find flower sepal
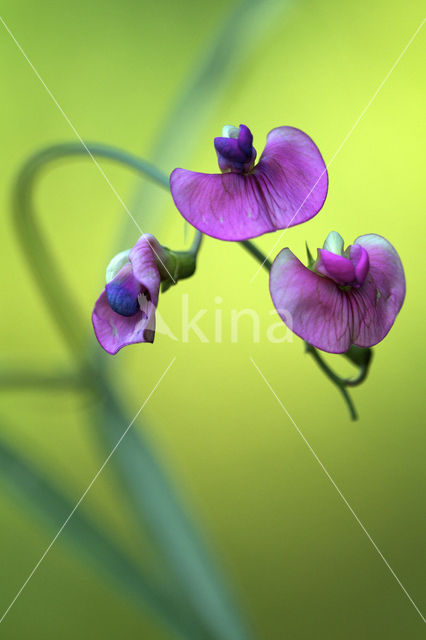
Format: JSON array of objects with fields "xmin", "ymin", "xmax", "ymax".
[
  {"xmin": 305, "ymin": 242, "xmax": 315, "ymax": 269},
  {"xmin": 160, "ymin": 249, "xmax": 197, "ymax": 293},
  {"xmin": 343, "ymin": 345, "xmax": 373, "ymax": 370}
]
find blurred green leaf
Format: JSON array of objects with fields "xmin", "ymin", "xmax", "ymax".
[{"xmin": 96, "ymin": 390, "xmax": 253, "ymax": 640}]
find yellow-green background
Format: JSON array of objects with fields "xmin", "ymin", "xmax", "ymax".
[{"xmin": 0, "ymin": 0, "xmax": 425, "ymax": 638}]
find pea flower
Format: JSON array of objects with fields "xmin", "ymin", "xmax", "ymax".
[
  {"xmin": 170, "ymin": 124, "xmax": 328, "ymax": 241},
  {"xmin": 269, "ymin": 232, "xmax": 405, "ymax": 353},
  {"xmin": 92, "ymin": 234, "xmax": 196, "ymax": 354}
]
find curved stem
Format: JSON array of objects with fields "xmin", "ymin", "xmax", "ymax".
[
  {"xmin": 12, "ymin": 142, "xmax": 170, "ymax": 360},
  {"xmin": 343, "ymin": 366, "xmax": 369, "ymax": 387},
  {"xmin": 304, "ymin": 344, "xmax": 369, "ymax": 389},
  {"xmin": 304, "ymin": 344, "xmax": 358, "ymax": 420},
  {"xmin": 34, "ymin": 142, "xmax": 170, "ymax": 187}
]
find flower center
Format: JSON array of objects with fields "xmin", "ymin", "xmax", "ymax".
[
  {"xmin": 214, "ymin": 124, "xmax": 257, "ymax": 174},
  {"xmin": 314, "ymin": 231, "xmax": 369, "ymax": 288}
]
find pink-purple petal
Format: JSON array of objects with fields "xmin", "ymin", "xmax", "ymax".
[
  {"xmin": 270, "ymin": 249, "xmax": 352, "ymax": 353},
  {"xmin": 270, "ymin": 235, "xmax": 405, "ymax": 353},
  {"xmin": 129, "ymin": 234, "xmax": 162, "ymax": 306},
  {"xmin": 315, "ymin": 249, "xmax": 355, "ymax": 285},
  {"xmin": 92, "ymin": 233, "xmax": 163, "ymax": 354},
  {"xmin": 92, "ymin": 290, "xmax": 156, "ymax": 355},
  {"xmin": 170, "ymin": 126, "xmax": 328, "ymax": 241},
  {"xmin": 237, "ymin": 124, "xmax": 254, "ymax": 156},
  {"xmin": 349, "ymin": 244, "xmax": 369, "ymax": 286},
  {"xmin": 351, "ymin": 234, "xmax": 405, "ymax": 347}
]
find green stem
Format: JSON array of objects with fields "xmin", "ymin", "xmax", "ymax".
[
  {"xmin": 40, "ymin": 142, "xmax": 171, "ymax": 187},
  {"xmin": 240, "ymin": 240, "xmax": 272, "ymax": 271},
  {"xmin": 239, "ymin": 239, "xmax": 362, "ymax": 421},
  {"xmin": 304, "ymin": 344, "xmax": 358, "ymax": 420},
  {"xmin": 190, "ymin": 230, "xmax": 204, "ymax": 256},
  {"xmin": 343, "ymin": 366, "xmax": 369, "ymax": 387}
]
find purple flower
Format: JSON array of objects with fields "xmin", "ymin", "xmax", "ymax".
[
  {"xmin": 170, "ymin": 124, "xmax": 328, "ymax": 241},
  {"xmin": 269, "ymin": 232, "xmax": 406, "ymax": 353},
  {"xmin": 92, "ymin": 234, "xmax": 166, "ymax": 354}
]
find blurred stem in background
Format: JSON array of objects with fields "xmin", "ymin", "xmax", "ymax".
[
  {"xmin": 11, "ymin": 141, "xmax": 254, "ymax": 640},
  {"xmin": 0, "ymin": 433, "xmax": 209, "ymax": 640},
  {"xmin": 95, "ymin": 1, "xmax": 288, "ymax": 635},
  {"xmin": 12, "ymin": 142, "xmax": 169, "ymax": 358},
  {"xmin": 0, "ymin": 369, "xmax": 84, "ymax": 391},
  {"xmin": 6, "ymin": 2, "xmax": 291, "ymax": 638}
]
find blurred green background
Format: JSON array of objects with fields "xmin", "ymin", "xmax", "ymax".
[{"xmin": 0, "ymin": 0, "xmax": 425, "ymax": 638}]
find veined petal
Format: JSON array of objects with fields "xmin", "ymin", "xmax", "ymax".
[
  {"xmin": 129, "ymin": 234, "xmax": 162, "ymax": 306},
  {"xmin": 270, "ymin": 249, "xmax": 352, "ymax": 353},
  {"xmin": 270, "ymin": 235, "xmax": 405, "ymax": 353},
  {"xmin": 350, "ymin": 234, "xmax": 405, "ymax": 347},
  {"xmin": 170, "ymin": 126, "xmax": 328, "ymax": 241},
  {"xmin": 92, "ymin": 290, "xmax": 156, "ymax": 355}
]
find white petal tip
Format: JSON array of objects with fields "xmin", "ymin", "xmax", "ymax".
[
  {"xmin": 323, "ymin": 231, "xmax": 345, "ymax": 255},
  {"xmin": 222, "ymin": 125, "xmax": 239, "ymax": 139},
  {"xmin": 105, "ymin": 249, "xmax": 131, "ymax": 283}
]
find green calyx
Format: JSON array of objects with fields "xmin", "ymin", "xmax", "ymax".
[{"xmin": 160, "ymin": 249, "xmax": 197, "ymax": 293}]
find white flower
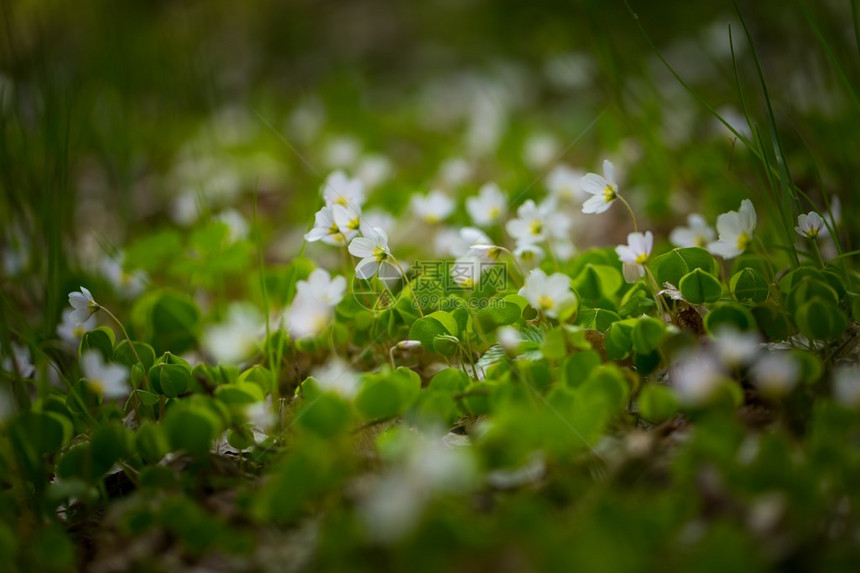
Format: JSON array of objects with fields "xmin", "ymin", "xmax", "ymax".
--------------------
Task to complete:
Write the listing out in full, exactly; no images.

Solution:
find flower sepal
Format: JSON array of objects with fields "xmin", "ymin", "xmax", "ymax".
[
  {"xmin": 305, "ymin": 242, "xmax": 315, "ymax": 269},
  {"xmin": 160, "ymin": 249, "xmax": 197, "ymax": 293},
  {"xmin": 343, "ymin": 345, "xmax": 373, "ymax": 370}
]
find blurred green leaf
Format: JSON array of objects with fields "xmin", "ymin", "xmax", "ymax".
[{"xmin": 96, "ymin": 390, "xmax": 253, "ymax": 640}]
find yellow-green background
Format: JSON array of objects with fields "xmin", "ymin", "xmax", "ymax".
[{"xmin": 0, "ymin": 0, "xmax": 425, "ymax": 638}]
find pea flower
Format: JSON array of objects with fields "xmin", "ymin", "xmax", "ymax".
[
  {"xmin": 170, "ymin": 124, "xmax": 328, "ymax": 241},
  {"xmin": 269, "ymin": 232, "xmax": 405, "ymax": 353},
  {"xmin": 92, "ymin": 234, "xmax": 196, "ymax": 354}
]
find curved stem
Format: JSON array of objects with fields "xmin", "ymin", "xmax", "ymax".
[
  {"xmin": 12, "ymin": 142, "xmax": 170, "ymax": 360},
  {"xmin": 343, "ymin": 366, "xmax": 369, "ymax": 387},
  {"xmin": 304, "ymin": 344, "xmax": 369, "ymax": 389},
  {"xmin": 304, "ymin": 344, "xmax": 358, "ymax": 420},
  {"xmin": 34, "ymin": 142, "xmax": 170, "ymax": 187}
]
find flower center
Format: JSON array of objects with fields "xmin", "ymin", "xmax", "ymax".
[
  {"xmin": 214, "ymin": 124, "xmax": 257, "ymax": 174},
  {"xmin": 314, "ymin": 231, "xmax": 369, "ymax": 288}
]
find pink-purple petal
Format: JSON array of objects with fields "xmin", "ymin", "xmax", "ymax".
[
  {"xmin": 270, "ymin": 249, "xmax": 352, "ymax": 353},
  {"xmin": 270, "ymin": 235, "xmax": 405, "ymax": 353},
  {"xmin": 129, "ymin": 234, "xmax": 162, "ymax": 306},
  {"xmin": 315, "ymin": 249, "xmax": 355, "ymax": 285},
  {"xmin": 92, "ymin": 233, "xmax": 163, "ymax": 354},
  {"xmin": 92, "ymin": 290, "xmax": 156, "ymax": 355},
  {"xmin": 170, "ymin": 126, "xmax": 328, "ymax": 241},
  {"xmin": 237, "ymin": 124, "xmax": 254, "ymax": 156},
  {"xmin": 349, "ymin": 244, "xmax": 369, "ymax": 286},
  {"xmin": 351, "ymin": 234, "xmax": 405, "ymax": 347}
]
find green stem
Format: JSON array of objects with fields "xmin", "ymin", "xmax", "ymax".
[
  {"xmin": 40, "ymin": 142, "xmax": 171, "ymax": 187},
  {"xmin": 240, "ymin": 240, "xmax": 272, "ymax": 271},
  {"xmin": 239, "ymin": 239, "xmax": 362, "ymax": 421},
  {"xmin": 304, "ymin": 344, "xmax": 358, "ymax": 420},
  {"xmin": 190, "ymin": 230, "xmax": 204, "ymax": 256},
  {"xmin": 343, "ymin": 366, "xmax": 369, "ymax": 387}
]
find purple flower
Format: JSON array of objects with fields "xmin", "ymin", "xmax", "ymax".
[
  {"xmin": 170, "ymin": 124, "xmax": 328, "ymax": 241},
  {"xmin": 269, "ymin": 232, "xmax": 406, "ymax": 353},
  {"xmin": 92, "ymin": 234, "xmax": 166, "ymax": 354}
]
find blurred stem in background
Format: JSON array of objects with fields "xmin", "ymin", "xmax", "ymax".
[
  {"xmin": 11, "ymin": 141, "xmax": 254, "ymax": 640},
  {"xmin": 0, "ymin": 433, "xmax": 209, "ymax": 640},
  {"xmin": 95, "ymin": 1, "xmax": 288, "ymax": 635},
  {"xmin": 12, "ymin": 142, "xmax": 169, "ymax": 358},
  {"xmin": 0, "ymin": 369, "xmax": 84, "ymax": 391},
  {"xmin": 6, "ymin": 2, "xmax": 291, "ymax": 638}
]
find blurred green background
Format: JSON array of objects with fields "xmin", "ymin", "xmax", "ymax".
[{"xmin": 0, "ymin": 0, "xmax": 425, "ymax": 638}]
find veined petal
Format: JSON array of objects with fields "xmin", "ymin", "xmax", "ymax".
[
  {"xmin": 129, "ymin": 234, "xmax": 162, "ymax": 306},
  {"xmin": 270, "ymin": 249, "xmax": 352, "ymax": 353},
  {"xmin": 270, "ymin": 235, "xmax": 405, "ymax": 353},
  {"xmin": 350, "ymin": 234, "xmax": 405, "ymax": 347},
  {"xmin": 170, "ymin": 126, "xmax": 328, "ymax": 241},
  {"xmin": 92, "ymin": 290, "xmax": 156, "ymax": 355}
]
find white petal tip
Format: JSON array of objects with fields "xmin", "ymin", "xmax", "ymax".
[
  {"xmin": 323, "ymin": 231, "xmax": 345, "ymax": 255},
  {"xmin": 222, "ymin": 125, "xmax": 239, "ymax": 139},
  {"xmin": 105, "ymin": 249, "xmax": 131, "ymax": 283}
]
find green calyx
Format: JSON array of objects with fields "xmin", "ymin", "xmax", "ymax".
[{"xmin": 160, "ymin": 249, "xmax": 197, "ymax": 293}]
find white flower
Format: JSON array of objects with fields "xmin", "ymin", "xmax", "ymax".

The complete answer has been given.